EXERCISE DESCRIPTION:
Continue the passage on the Survivors' Fallacy, starting right after its final sentence.
+++ PASSAGE TO READ
The scammer knows that it’s only a numbers game, and it was mathematically inescapable that he’d be left with 250 names on his mailing list out of the original 4,000. If the “lucky” remnant of 250 had been aware of the whole scheme, they’d understand what happened — well, most of them would. Some will probably insist that the scammer had a magic method. Hey — for half of them he actually would be correct yet again. Their faith would be unshakable.
That’s an everyday example of the Survivors’ Fallacy. Those who find themselves at the lucky end of a string of events tend to imagine that their circumstances aren’t due to mere statistics. They think that destiny somehow ordained their good fortune.
We aren’t the first to describe this phenomenon. Wikipedia has an entry for survivorship bias. They say:
Survivorship bias is the logical error of concentrating on the people or things that “survived” some process and inadvertently overlooking those that didn’t because of their lack of visibility. …
Survivorship bias can lead to overly optimistic beliefs because failures are ignored … . It can also lead to the false belief that the successes in a group have some special property, rather than being just lucky.
We see this in the world of business. For every successful product, there are, perhaps, hundreds of others that competed with it but have failed in the marketplace. Yet critics of free enterprise point only at the survivors, imagining that their success is the result of a rigged game. (Sometimes the game is rigged, but ideally that seldom occurs; and when it does, it doesn’t survive for long.)
Another example of this fallacy is often seen whenever someone is the lone survivor of a disaster, like a plane crash. It’s not at all unusual for the survivor to say that “Someone upstairs was looking out for me.” The only difficult thing to understand is why the relatives of those who didn’t survive don’t strangle the arrogant survivor.
In creationism, the belief that a successful group has a special property — being the result of a pre-existing design caused by divine planning — is especially prominent. That belief has been thoroughly debunked, but creationists don’t seem to care.
++++++
+++ SUPPLIED ENTRIES
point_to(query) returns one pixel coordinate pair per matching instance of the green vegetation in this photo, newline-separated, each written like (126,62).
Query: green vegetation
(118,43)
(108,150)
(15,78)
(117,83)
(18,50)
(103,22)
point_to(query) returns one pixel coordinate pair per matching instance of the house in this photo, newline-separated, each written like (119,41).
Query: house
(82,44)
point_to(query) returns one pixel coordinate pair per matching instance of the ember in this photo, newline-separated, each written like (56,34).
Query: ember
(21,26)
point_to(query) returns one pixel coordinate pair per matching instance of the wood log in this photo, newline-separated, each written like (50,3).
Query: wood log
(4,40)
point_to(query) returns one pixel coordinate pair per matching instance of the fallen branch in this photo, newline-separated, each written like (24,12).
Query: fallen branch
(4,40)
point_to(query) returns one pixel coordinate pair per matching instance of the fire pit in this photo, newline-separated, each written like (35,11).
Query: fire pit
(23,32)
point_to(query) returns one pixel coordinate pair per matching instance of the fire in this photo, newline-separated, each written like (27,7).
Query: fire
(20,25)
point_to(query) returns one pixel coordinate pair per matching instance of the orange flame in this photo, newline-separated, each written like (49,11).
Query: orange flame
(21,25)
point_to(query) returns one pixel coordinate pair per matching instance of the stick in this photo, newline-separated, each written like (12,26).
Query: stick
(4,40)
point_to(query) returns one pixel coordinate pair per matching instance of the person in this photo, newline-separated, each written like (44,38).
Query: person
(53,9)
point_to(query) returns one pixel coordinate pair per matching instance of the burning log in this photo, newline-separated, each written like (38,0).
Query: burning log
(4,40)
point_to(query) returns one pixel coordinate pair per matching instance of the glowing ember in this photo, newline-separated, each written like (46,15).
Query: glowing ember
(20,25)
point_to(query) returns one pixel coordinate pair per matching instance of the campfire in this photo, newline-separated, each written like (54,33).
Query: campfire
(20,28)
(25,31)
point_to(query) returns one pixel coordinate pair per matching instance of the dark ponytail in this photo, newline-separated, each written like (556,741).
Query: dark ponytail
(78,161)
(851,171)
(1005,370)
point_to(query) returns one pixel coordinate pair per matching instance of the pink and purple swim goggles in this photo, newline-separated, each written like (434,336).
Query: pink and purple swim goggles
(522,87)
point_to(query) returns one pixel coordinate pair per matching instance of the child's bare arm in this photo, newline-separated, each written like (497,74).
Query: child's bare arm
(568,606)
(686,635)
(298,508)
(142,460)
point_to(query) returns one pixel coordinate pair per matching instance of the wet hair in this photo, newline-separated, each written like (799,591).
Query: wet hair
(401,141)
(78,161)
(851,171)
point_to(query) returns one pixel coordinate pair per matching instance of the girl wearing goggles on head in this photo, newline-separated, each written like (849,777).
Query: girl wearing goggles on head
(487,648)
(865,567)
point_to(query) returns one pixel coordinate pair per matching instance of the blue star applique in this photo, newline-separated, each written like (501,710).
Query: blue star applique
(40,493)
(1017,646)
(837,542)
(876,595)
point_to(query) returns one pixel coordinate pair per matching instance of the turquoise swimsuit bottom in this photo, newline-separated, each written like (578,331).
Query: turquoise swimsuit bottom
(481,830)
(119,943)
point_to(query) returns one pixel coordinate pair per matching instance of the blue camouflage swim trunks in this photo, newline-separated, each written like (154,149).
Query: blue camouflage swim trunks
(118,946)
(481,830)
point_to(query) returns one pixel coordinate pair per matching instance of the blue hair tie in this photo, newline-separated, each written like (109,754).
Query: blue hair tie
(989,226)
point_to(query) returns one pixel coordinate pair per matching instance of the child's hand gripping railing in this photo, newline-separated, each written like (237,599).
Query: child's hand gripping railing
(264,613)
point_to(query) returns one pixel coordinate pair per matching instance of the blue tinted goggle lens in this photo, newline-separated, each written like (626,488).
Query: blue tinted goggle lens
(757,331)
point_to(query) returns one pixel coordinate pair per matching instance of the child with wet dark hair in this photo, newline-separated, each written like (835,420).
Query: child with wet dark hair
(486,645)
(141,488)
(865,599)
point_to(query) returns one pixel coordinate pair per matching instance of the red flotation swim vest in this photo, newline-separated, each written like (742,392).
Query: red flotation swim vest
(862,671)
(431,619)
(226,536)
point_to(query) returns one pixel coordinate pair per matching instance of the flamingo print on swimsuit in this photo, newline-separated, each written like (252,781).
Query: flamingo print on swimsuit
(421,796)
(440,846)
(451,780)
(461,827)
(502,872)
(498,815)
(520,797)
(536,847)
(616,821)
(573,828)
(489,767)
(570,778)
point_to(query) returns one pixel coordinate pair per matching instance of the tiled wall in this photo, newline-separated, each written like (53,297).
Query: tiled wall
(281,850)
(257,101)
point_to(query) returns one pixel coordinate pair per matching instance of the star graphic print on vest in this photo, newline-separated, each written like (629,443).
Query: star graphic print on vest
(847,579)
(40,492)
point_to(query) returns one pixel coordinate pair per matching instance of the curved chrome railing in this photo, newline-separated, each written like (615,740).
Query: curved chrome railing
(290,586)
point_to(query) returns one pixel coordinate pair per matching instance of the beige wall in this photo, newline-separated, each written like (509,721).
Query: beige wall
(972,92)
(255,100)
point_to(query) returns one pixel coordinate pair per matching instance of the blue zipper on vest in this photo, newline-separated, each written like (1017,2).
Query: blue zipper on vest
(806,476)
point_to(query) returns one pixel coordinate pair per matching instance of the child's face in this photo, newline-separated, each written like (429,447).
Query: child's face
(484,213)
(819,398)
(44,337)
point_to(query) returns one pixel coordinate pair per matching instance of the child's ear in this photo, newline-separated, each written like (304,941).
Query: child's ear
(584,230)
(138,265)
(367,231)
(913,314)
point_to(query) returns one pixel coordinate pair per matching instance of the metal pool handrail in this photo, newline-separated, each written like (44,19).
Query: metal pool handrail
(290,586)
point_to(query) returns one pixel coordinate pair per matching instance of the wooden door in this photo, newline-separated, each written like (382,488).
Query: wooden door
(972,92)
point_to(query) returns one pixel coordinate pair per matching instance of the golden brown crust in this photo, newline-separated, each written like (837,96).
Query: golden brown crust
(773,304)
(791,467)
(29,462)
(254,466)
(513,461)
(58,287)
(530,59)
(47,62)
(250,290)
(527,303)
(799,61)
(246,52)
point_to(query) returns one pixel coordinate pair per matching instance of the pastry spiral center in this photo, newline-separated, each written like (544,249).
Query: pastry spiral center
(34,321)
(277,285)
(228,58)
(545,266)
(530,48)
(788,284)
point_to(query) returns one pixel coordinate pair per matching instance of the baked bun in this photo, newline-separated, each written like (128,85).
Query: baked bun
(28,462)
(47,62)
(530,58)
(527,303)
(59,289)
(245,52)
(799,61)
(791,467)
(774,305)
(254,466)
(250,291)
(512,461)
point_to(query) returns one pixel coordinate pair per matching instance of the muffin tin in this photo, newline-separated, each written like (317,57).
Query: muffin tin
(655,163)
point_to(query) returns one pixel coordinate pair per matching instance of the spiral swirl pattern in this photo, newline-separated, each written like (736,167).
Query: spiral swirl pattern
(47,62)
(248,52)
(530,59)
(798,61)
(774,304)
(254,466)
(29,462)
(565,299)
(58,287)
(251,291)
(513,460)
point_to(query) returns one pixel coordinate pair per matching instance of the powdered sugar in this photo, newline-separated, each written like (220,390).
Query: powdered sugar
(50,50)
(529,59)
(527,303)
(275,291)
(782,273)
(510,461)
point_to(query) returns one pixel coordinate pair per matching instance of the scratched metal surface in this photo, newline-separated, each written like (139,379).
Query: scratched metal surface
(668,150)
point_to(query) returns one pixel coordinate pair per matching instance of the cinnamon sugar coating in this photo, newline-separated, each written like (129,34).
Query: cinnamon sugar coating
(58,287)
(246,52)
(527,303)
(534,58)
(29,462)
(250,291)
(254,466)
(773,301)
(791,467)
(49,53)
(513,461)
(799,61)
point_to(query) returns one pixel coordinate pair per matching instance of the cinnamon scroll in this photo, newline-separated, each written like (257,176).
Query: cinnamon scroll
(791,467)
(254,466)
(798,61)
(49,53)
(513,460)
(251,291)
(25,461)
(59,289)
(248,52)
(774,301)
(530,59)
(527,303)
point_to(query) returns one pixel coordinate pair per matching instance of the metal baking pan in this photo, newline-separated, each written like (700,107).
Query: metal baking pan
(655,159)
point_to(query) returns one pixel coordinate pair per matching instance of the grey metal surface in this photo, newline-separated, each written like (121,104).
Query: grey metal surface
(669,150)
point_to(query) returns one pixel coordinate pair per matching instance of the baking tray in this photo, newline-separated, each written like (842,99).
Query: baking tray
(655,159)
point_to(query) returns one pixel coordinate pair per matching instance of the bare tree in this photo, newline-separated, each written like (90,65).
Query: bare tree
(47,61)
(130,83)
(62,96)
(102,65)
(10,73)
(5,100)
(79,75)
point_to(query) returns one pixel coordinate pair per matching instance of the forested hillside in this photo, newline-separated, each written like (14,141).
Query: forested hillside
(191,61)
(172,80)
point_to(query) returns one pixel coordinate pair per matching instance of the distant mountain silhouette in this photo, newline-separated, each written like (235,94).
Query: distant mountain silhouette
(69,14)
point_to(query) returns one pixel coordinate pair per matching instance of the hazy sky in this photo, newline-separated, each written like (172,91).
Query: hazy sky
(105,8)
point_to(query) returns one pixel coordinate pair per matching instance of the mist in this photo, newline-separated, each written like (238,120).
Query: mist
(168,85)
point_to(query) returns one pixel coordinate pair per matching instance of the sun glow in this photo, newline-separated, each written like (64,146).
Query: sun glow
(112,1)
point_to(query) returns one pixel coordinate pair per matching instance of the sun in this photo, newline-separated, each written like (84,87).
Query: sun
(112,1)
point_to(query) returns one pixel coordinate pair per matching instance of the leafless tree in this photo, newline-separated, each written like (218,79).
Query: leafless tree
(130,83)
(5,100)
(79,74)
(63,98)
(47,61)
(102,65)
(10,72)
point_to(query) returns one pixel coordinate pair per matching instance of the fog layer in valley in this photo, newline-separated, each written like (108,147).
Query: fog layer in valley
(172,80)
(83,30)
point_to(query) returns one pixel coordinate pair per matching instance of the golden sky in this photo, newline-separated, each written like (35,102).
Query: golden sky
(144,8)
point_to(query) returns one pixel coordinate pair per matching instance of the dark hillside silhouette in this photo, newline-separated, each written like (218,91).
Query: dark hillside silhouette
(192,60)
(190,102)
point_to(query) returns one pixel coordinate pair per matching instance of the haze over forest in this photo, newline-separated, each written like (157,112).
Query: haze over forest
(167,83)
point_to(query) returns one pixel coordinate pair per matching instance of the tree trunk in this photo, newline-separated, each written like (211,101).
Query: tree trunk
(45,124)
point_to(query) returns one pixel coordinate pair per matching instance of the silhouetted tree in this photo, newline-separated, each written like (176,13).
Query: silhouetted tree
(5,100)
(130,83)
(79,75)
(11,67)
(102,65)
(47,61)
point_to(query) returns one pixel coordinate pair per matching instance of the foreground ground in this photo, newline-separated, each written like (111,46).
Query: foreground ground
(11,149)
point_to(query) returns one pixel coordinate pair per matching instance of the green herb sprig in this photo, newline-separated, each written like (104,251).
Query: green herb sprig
++++++
EXPECTED ANSWER:
In Origin of Species, Chapter 3 – Struggle for Existence, Darwin says:
Owing to this struggle for life, any variation, however slight and from whatever cause proceeding, if it be in any degree profitable to an individual of any species, in its infinitely complex relations to other organic beings and to external nature, will tend to the preservation of that individual, and will generally be inherited by its offspring. The offspring, also, will thus have a better chance of surviving, for, of the many individuals of any species which are periodically born, but a small number can survive. I have called this principle, by which each slight variation, if useful, is preserved, by the term of Natural Selection, in order to mark its relation to man’s power of selection.
We behold the face of nature bright with gladness, we often see superabundance of food; we do not see, or we forget, that the birds which are idly singing round us mostly live on insects or seeds, and are thus constantly destroying life; or we forget how largely these songsters, or their eggs, or their nestlings are destroyed by birds and beasts of prey … .
A struggle for existence inevitably follows from the high rate at which all organic beings tend to increase. Every being, which during its natural lifetime produces several eggs or seeds, must suffer destruction during some period of its life, and during some season or occasional year, otherwise, on the principle of geometrical increase, its numbers would quickly become so inordinately great that no country could support the product. … It is the doctrine of Malthus applied with manifold force to the whole animal and vegetable kingdoms … .
So there you are, dear reader. Darwin’s description of life is far more accurate than the warm and cozy feeling that we were supernaturally chosen to be here, but the latter view certainly feels better. It’s up to you — and we’ll understand if you prefer the comforting belief that your existence was ordained by Providence. But if that’s your choice, you may one day learn that reality doesn’t exhibit any sympathy, and the universe may behave contrary to your wishes.